▶ Work request: Once you find the line with "the front door", transcribe it and all the lines that follow to the end of the data, exactly as written; skip any pictures.
|---|
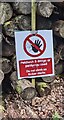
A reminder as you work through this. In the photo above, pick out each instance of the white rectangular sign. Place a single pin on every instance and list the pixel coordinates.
(34, 52)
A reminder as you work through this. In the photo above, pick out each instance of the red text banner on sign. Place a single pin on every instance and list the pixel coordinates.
(35, 67)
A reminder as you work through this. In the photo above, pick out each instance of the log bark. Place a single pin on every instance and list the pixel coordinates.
(5, 12)
(6, 65)
(45, 9)
(14, 62)
(59, 68)
(22, 7)
(1, 76)
(23, 87)
(28, 90)
(62, 53)
(43, 23)
(43, 88)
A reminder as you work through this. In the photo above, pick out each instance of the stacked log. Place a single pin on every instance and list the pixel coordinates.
(17, 16)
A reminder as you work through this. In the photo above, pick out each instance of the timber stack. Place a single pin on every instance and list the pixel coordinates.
(20, 96)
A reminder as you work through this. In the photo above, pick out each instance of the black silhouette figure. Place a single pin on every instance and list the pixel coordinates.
(38, 43)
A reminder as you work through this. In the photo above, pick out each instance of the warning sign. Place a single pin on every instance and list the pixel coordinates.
(34, 54)
(37, 43)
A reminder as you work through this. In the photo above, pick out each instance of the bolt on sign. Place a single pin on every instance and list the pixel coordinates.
(34, 53)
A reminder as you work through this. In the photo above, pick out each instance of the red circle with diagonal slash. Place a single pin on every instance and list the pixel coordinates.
(33, 44)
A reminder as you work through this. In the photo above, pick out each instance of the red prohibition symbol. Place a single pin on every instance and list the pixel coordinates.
(28, 38)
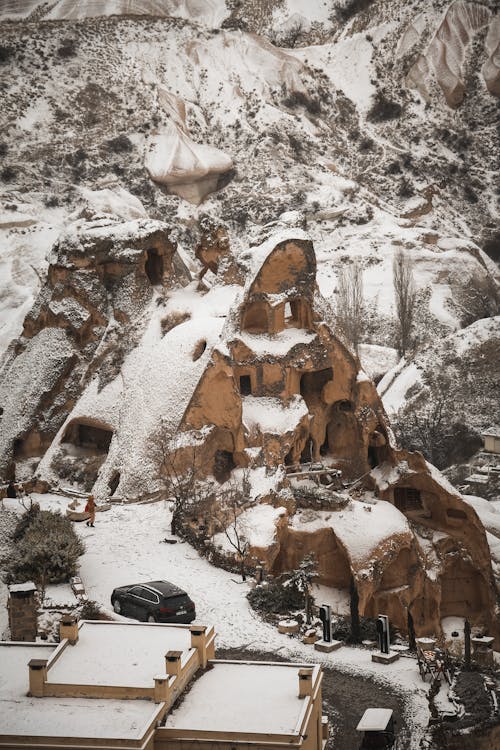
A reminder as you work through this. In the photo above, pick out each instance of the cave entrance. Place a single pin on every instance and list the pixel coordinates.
(154, 266)
(297, 314)
(312, 383)
(342, 432)
(245, 385)
(90, 436)
(256, 317)
(113, 483)
(223, 465)
(407, 499)
(463, 591)
(377, 447)
(307, 452)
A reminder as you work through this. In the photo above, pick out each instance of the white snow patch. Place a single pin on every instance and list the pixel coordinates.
(377, 360)
(361, 527)
(271, 415)
(394, 397)
(277, 344)
(236, 697)
(256, 525)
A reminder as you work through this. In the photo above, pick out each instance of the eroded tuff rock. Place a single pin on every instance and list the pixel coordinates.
(248, 386)
(101, 272)
(445, 56)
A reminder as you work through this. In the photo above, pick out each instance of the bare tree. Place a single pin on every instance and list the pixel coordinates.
(302, 579)
(230, 505)
(350, 303)
(405, 294)
(181, 480)
(478, 297)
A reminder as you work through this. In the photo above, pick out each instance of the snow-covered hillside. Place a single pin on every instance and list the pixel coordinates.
(356, 118)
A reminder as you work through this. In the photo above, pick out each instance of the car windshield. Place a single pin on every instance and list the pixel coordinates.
(175, 602)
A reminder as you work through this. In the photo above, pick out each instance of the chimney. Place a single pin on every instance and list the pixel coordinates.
(199, 642)
(173, 662)
(22, 606)
(38, 676)
(162, 688)
(68, 628)
(305, 682)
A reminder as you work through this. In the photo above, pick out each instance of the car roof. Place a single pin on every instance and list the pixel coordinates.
(165, 588)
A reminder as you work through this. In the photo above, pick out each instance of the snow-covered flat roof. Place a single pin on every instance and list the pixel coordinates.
(123, 654)
(374, 720)
(242, 697)
(62, 717)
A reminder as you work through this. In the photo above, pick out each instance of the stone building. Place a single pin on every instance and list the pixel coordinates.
(152, 687)
(239, 378)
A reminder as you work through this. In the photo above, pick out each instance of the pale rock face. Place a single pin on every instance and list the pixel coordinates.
(491, 68)
(188, 169)
(116, 201)
(210, 12)
(445, 55)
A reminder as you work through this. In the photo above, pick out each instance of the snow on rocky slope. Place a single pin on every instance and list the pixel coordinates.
(338, 112)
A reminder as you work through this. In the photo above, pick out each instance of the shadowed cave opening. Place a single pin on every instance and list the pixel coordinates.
(88, 436)
(154, 266)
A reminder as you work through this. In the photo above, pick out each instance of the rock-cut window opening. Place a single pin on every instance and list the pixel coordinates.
(295, 314)
(154, 266)
(245, 385)
(256, 317)
(407, 499)
(113, 483)
(312, 383)
(199, 349)
(88, 436)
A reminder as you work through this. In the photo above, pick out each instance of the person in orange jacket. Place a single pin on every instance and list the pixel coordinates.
(90, 508)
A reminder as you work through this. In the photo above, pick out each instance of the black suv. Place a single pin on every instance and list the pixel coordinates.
(156, 601)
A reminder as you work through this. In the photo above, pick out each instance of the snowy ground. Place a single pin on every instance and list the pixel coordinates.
(126, 547)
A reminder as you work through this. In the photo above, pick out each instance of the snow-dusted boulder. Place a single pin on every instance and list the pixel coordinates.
(444, 57)
(491, 68)
(188, 169)
(114, 200)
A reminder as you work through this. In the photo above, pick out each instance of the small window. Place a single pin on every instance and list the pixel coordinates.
(154, 266)
(456, 513)
(199, 349)
(113, 483)
(407, 499)
(245, 385)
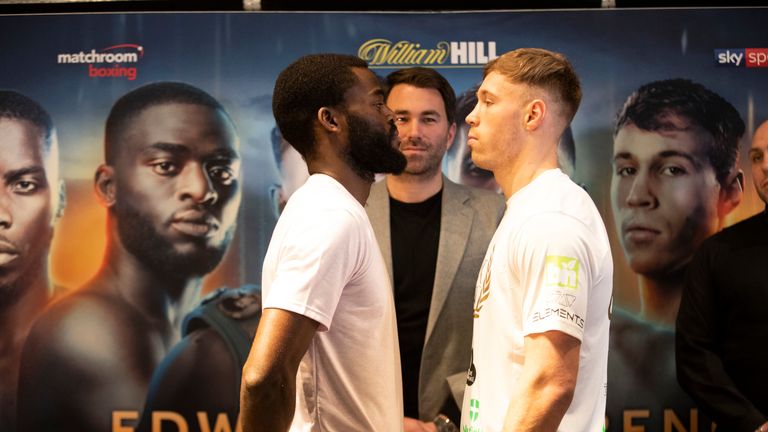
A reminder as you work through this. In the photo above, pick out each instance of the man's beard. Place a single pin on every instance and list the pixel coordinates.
(371, 151)
(427, 164)
(142, 240)
(12, 291)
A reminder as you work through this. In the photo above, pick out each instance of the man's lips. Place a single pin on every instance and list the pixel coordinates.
(195, 223)
(8, 252)
(639, 232)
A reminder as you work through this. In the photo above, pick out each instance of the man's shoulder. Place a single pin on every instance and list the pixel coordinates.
(474, 196)
(88, 324)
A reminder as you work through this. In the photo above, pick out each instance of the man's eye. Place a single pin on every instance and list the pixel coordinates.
(625, 171)
(222, 175)
(673, 171)
(24, 187)
(164, 168)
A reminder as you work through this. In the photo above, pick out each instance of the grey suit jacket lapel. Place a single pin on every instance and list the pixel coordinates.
(378, 214)
(455, 226)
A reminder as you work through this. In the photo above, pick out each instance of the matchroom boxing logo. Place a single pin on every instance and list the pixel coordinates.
(117, 61)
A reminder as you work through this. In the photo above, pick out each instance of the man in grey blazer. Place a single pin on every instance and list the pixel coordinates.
(433, 234)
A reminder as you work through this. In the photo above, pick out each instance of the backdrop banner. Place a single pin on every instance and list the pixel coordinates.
(76, 66)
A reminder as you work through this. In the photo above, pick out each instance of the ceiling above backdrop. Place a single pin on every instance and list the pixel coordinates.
(54, 6)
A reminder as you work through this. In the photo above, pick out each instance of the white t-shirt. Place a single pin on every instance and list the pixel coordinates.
(548, 267)
(323, 262)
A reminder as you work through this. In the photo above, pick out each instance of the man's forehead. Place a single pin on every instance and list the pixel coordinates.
(367, 82)
(22, 138)
(632, 139)
(760, 139)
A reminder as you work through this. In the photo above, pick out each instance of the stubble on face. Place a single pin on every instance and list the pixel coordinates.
(27, 171)
(173, 150)
(664, 195)
(371, 150)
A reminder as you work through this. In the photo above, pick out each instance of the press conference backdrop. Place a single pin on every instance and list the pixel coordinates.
(78, 65)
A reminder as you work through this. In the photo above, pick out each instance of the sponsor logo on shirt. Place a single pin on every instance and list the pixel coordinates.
(483, 289)
(472, 372)
(558, 312)
(562, 272)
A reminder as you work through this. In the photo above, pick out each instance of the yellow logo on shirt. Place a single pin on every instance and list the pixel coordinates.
(562, 272)
(483, 288)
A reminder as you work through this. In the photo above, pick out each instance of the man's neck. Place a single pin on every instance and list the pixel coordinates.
(163, 299)
(356, 185)
(414, 188)
(534, 159)
(660, 298)
(17, 319)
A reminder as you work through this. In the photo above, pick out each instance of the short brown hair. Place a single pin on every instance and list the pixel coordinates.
(541, 68)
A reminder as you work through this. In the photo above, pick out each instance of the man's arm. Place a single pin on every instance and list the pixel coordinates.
(547, 383)
(83, 361)
(268, 391)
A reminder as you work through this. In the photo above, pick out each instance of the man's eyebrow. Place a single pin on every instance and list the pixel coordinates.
(662, 155)
(166, 147)
(622, 156)
(224, 153)
(684, 155)
(12, 175)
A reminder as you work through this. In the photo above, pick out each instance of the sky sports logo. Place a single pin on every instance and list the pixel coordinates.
(742, 57)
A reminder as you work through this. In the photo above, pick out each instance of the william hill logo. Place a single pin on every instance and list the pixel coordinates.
(386, 53)
(117, 61)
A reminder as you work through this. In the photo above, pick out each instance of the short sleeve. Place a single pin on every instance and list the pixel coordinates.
(316, 260)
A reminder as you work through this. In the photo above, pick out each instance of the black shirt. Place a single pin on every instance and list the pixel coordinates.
(722, 326)
(415, 233)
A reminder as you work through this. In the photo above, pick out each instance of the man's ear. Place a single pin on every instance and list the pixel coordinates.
(104, 184)
(62, 201)
(535, 112)
(328, 119)
(731, 193)
(451, 135)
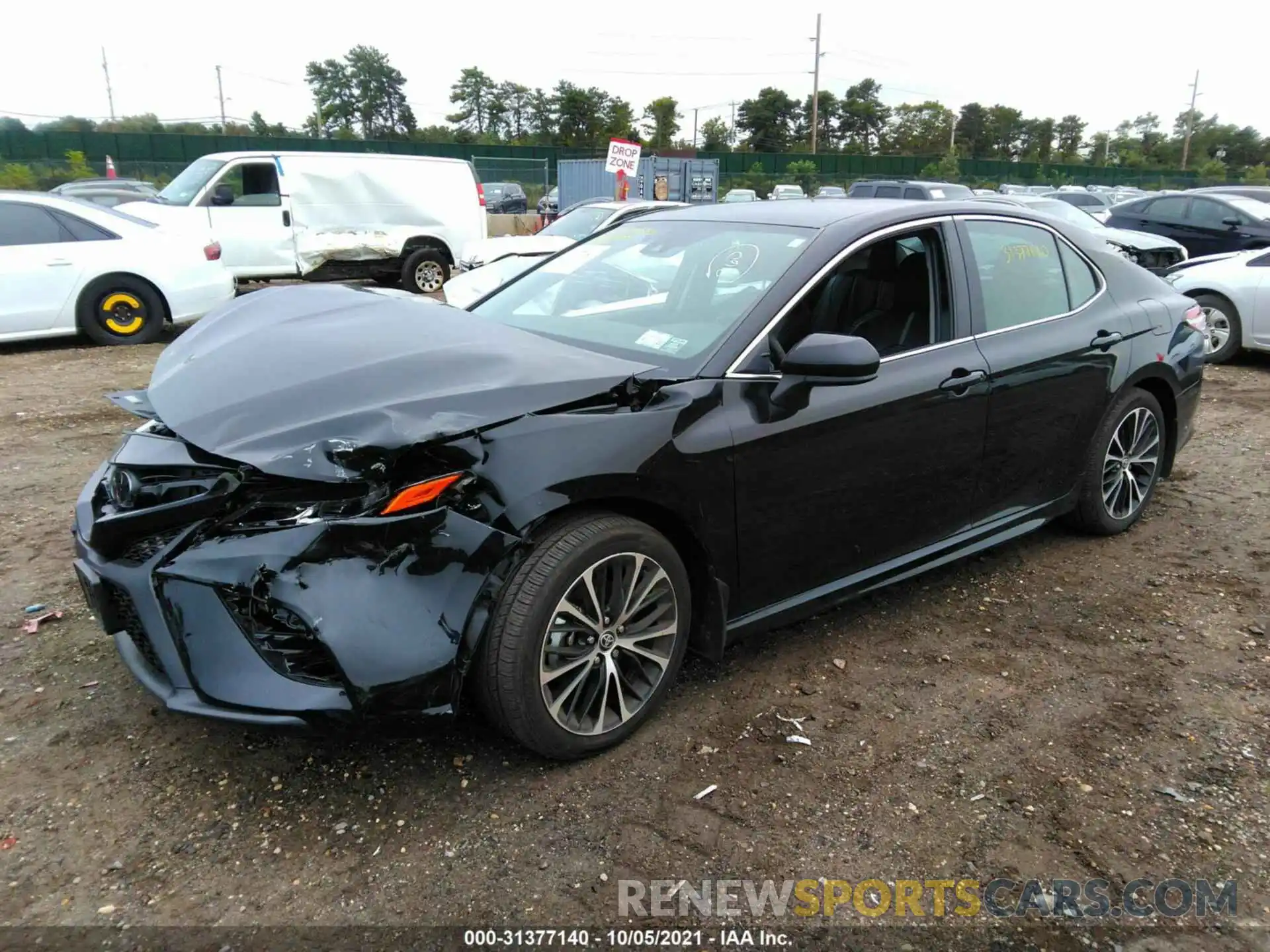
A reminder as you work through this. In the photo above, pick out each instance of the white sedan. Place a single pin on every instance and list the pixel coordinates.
(71, 267)
(1234, 290)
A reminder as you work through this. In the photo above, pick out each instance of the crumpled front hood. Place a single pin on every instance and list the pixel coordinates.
(1141, 240)
(327, 382)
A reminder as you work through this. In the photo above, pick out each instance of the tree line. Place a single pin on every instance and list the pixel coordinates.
(364, 95)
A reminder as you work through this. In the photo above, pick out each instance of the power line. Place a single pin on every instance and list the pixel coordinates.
(110, 95)
(1191, 121)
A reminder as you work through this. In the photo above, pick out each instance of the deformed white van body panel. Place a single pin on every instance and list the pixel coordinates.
(333, 207)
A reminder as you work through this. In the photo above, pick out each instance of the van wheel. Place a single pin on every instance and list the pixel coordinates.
(120, 310)
(425, 272)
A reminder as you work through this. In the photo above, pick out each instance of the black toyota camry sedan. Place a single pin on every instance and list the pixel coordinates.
(691, 427)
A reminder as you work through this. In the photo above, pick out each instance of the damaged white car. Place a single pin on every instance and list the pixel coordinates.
(328, 216)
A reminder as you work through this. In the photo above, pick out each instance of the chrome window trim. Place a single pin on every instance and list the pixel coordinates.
(1058, 237)
(812, 282)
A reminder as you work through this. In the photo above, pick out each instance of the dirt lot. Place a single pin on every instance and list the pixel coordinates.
(1064, 678)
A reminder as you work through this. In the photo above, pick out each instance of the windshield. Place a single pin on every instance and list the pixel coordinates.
(183, 188)
(578, 223)
(1251, 206)
(659, 291)
(1067, 212)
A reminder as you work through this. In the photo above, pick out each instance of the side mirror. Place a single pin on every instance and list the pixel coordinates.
(825, 360)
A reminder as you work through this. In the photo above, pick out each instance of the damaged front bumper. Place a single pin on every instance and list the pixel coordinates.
(281, 621)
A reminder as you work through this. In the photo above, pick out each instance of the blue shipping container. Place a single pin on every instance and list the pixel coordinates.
(695, 180)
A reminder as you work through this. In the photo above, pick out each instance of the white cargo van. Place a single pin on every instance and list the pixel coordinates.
(328, 216)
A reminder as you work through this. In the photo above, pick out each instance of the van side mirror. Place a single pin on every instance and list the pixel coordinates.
(825, 360)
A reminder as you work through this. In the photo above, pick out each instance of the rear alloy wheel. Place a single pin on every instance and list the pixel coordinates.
(1124, 463)
(1224, 331)
(121, 310)
(425, 272)
(587, 639)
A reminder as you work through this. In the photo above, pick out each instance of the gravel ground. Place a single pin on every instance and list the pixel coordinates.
(1013, 715)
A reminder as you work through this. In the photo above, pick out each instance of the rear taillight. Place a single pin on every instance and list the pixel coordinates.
(1195, 319)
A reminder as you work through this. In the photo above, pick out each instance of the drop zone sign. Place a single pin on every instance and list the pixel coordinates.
(622, 157)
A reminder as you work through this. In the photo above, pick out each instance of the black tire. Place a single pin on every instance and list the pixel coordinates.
(1235, 327)
(120, 310)
(1091, 513)
(507, 670)
(425, 262)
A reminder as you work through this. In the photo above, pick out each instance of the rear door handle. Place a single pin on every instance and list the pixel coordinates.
(963, 380)
(1107, 338)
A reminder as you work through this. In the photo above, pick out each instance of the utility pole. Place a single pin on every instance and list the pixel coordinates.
(110, 95)
(1191, 120)
(816, 84)
(220, 92)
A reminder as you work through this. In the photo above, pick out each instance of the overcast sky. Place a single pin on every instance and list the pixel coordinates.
(1044, 59)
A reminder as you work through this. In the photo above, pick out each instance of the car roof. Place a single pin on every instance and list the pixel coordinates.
(638, 204)
(907, 182)
(302, 154)
(813, 214)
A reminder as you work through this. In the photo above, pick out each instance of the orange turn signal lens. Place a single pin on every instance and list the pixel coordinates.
(421, 493)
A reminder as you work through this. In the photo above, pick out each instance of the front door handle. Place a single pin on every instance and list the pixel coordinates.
(963, 380)
(1105, 339)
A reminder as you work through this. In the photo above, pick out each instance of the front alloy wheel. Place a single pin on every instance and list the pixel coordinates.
(587, 635)
(1218, 331)
(609, 645)
(1130, 463)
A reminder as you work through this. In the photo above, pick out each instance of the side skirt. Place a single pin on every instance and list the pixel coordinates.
(822, 598)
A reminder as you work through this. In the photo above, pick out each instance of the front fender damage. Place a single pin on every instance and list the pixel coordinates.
(392, 600)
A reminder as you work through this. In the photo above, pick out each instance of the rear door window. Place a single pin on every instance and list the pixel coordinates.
(1170, 207)
(1208, 214)
(28, 225)
(1020, 273)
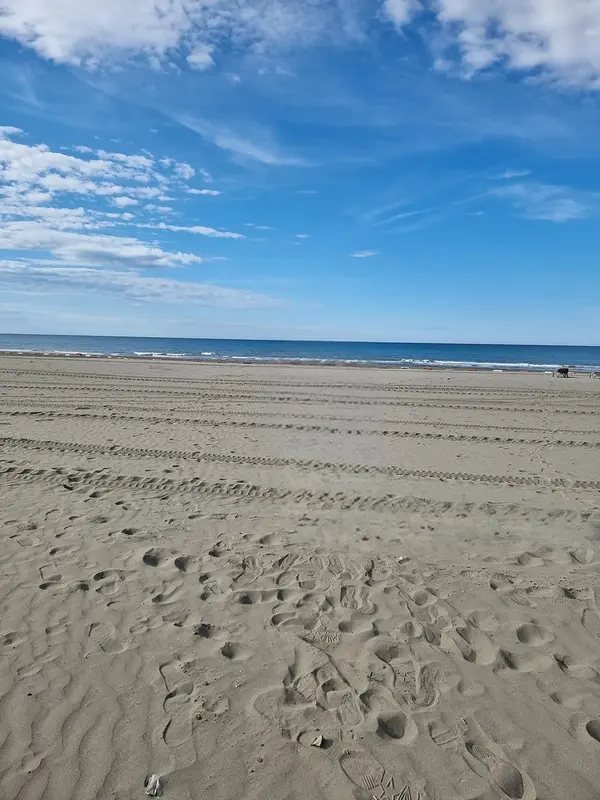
|---|
▶ The answer:
A reminder as you work through this. In the photo above, pick out each instance of the front door handle. Place a single pin on every instance and list the pixel coordinates.
(963, 380)
(1105, 339)
A reminder as you work through this. In the photo above, pick out each instance of the front alloy wheel. Place a single pin on every instance and list the pixel coordinates.
(587, 635)
(1218, 331)
(609, 645)
(1130, 463)
A reminder as you work through this. In the photo above, pick out each instance of the side skirt. Place a single pin on every instance and list the pixel coordinates.
(822, 598)
A reminder as you work through this. In the photo above, pick out each instance of the front fender damage. Place a single pin on every instance and list the pixel coordinates.
(392, 600)
A reminder as you work through this. In the photo above, pick out each instance of the rear door window. Place a single pin on every instance and list the pixel coordinates.
(1170, 207)
(1208, 214)
(28, 225)
(1020, 273)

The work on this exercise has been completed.